**WHAT YOU HAVE TO DO**. For every entry that follows, return an identical copy.

**EXTRACTED RECORDS**.
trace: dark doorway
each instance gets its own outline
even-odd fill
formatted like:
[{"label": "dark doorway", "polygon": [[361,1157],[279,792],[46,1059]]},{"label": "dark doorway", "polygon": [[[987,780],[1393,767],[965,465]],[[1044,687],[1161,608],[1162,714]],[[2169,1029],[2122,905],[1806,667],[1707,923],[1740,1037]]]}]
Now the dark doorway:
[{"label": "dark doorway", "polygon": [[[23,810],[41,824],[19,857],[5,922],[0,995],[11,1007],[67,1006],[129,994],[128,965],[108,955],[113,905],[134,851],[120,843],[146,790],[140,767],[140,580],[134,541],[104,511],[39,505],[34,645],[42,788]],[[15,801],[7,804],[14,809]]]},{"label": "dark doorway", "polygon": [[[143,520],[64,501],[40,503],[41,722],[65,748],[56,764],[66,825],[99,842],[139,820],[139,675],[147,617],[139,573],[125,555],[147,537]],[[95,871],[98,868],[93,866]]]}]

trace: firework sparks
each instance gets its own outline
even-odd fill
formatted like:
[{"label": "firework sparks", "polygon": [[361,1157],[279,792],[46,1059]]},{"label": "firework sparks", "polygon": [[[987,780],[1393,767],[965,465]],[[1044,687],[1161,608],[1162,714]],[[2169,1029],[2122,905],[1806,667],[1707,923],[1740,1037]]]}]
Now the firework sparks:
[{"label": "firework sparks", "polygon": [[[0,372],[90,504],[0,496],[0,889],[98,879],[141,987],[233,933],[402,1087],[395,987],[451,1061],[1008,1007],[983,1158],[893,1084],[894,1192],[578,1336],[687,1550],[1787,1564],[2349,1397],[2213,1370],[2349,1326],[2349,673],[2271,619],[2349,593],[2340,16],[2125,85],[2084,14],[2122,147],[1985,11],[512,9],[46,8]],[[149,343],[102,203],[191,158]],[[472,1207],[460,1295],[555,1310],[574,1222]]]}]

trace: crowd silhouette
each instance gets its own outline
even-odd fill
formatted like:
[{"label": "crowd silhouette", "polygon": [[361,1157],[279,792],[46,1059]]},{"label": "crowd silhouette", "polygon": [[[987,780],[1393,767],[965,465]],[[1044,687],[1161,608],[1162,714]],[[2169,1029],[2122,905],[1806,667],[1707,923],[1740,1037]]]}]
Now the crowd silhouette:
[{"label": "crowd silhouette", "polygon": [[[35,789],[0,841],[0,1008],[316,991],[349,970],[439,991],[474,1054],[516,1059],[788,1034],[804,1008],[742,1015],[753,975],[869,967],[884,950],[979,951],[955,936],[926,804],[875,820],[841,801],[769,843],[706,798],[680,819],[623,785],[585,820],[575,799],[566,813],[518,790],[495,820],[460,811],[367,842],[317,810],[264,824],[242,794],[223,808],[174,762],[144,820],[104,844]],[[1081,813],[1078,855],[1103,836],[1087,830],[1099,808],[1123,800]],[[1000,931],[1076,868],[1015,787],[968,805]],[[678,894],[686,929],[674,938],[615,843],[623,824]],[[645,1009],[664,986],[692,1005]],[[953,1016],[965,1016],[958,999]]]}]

**RESPONSE AREA**.
trace: dark doorway
each instance gets its own outline
even-odd fill
formatted like:
[{"label": "dark doorway", "polygon": [[361,1157],[279,792],[46,1059]]},{"label": "dark doorway", "polygon": [[[987,780],[1393,767],[965,465]],[[1044,687],[1161,608],[1162,714]],[[2169,1029],[2122,905],[1806,667],[1707,923],[1740,1037]]]}]
Now the dark doorway:
[{"label": "dark doorway", "polygon": [[[23,810],[41,824],[19,857],[5,922],[0,995],[11,1007],[67,1006],[129,994],[128,965],[108,955],[113,905],[134,851],[120,843],[146,790],[140,767],[140,580],[134,541],[104,511],[39,505],[34,645],[42,788]],[[15,801],[7,804],[14,809]]]},{"label": "dark doorway", "polygon": [[[143,520],[64,501],[40,503],[41,722],[65,748],[56,764],[66,825],[99,842],[139,820],[139,675],[147,617],[139,573],[125,555],[147,537]],[[95,871],[98,868],[93,866]]]}]

trace: firework sparks
each instance gets its own outline
even-odd fill
formatted like:
[{"label": "firework sparks", "polygon": [[361,1157],[279,792],[46,1059]]},{"label": "firework sparks", "polygon": [[[987,780],[1393,767],[965,465]],[[1044,687],[1161,608],[1162,714]],[[2169,1029],[2122,905],[1806,667],[1707,923],[1740,1037]]]}]
Now the firework sparks:
[{"label": "firework sparks", "polygon": [[[0,372],[90,504],[0,496],[0,889],[98,879],[141,987],[233,933],[402,1087],[395,987],[451,1061],[1008,1007],[983,1158],[893,1084],[894,1192],[578,1336],[687,1550],[1787,1564],[2349,1397],[2213,1370],[2349,1326],[2349,673],[2271,619],[2349,593],[2340,16],[2125,85],[2084,14],[2122,147],[1985,11],[512,9],[46,8]],[[149,343],[102,203],[191,158]],[[472,1207],[460,1295],[555,1310],[574,1222]]]}]

trace: crowd silhouette
each instance gets its own outline
even-odd fill
formatted like:
[{"label": "crowd silhouette", "polygon": [[361,1157],[279,792],[46,1059]]},{"label": "crowd silhouette", "polygon": [[[987,780],[1393,767],[965,465]],[[1044,687],[1161,608],[1162,714]],[[2169,1029],[2122,905],[1806,667],[1707,923],[1740,1037]]]}]
Now the crowd silhouette:
[{"label": "crowd silhouette", "polygon": [[[35,789],[0,841],[0,1008],[316,991],[349,970],[439,991],[474,1054],[516,1059],[788,1034],[804,1008],[742,1015],[753,975],[869,967],[884,950],[979,951],[955,936],[926,804],[875,820],[841,801],[769,843],[706,798],[680,819],[623,785],[585,820],[575,799],[566,813],[518,790],[495,820],[460,811],[367,842],[317,810],[264,824],[242,794],[223,808],[174,762],[144,820],[104,844]],[[1081,813],[1078,855],[1103,836],[1087,830],[1099,808],[1123,800]],[[1000,931],[1076,868],[1015,787],[968,805]],[[678,894],[686,929],[674,938],[615,843],[623,824]],[[645,1009],[664,986],[692,1005]],[[953,1016],[965,1016],[958,999]]]}]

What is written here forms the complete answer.